Task objective:
Gather every line of the records below that contains the string "rock". Case counts.

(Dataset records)
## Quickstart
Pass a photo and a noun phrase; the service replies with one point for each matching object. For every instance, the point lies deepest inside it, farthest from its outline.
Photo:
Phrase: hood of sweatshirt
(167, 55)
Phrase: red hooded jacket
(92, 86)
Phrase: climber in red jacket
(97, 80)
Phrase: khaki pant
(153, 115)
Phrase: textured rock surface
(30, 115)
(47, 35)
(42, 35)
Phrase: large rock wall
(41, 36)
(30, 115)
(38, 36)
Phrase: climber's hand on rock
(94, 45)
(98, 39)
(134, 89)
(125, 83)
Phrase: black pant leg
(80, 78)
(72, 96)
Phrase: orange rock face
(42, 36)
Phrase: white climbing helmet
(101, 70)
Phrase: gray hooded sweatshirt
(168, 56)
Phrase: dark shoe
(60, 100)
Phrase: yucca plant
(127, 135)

* * *

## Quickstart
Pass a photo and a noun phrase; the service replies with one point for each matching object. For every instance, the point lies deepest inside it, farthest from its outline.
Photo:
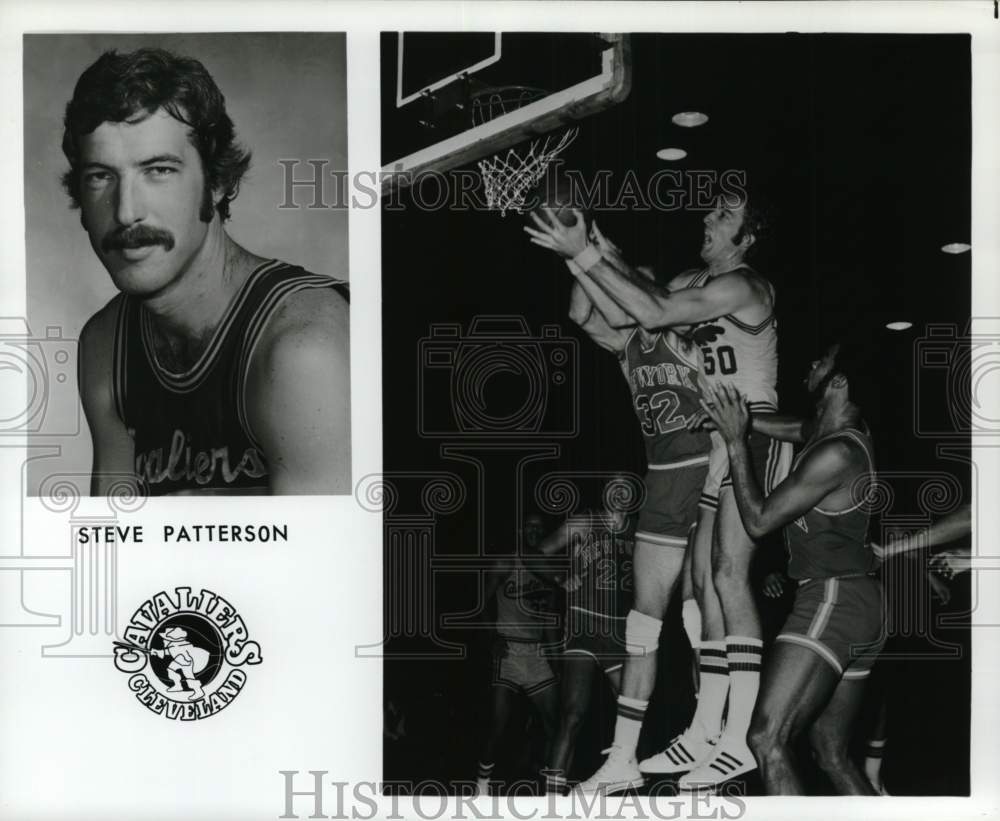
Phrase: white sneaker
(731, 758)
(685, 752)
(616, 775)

Result for this exercise:
Phrase: textured rock surface
Phrase: large rock wall
Phrase: climber's hand on rock
Phrase: orange rock face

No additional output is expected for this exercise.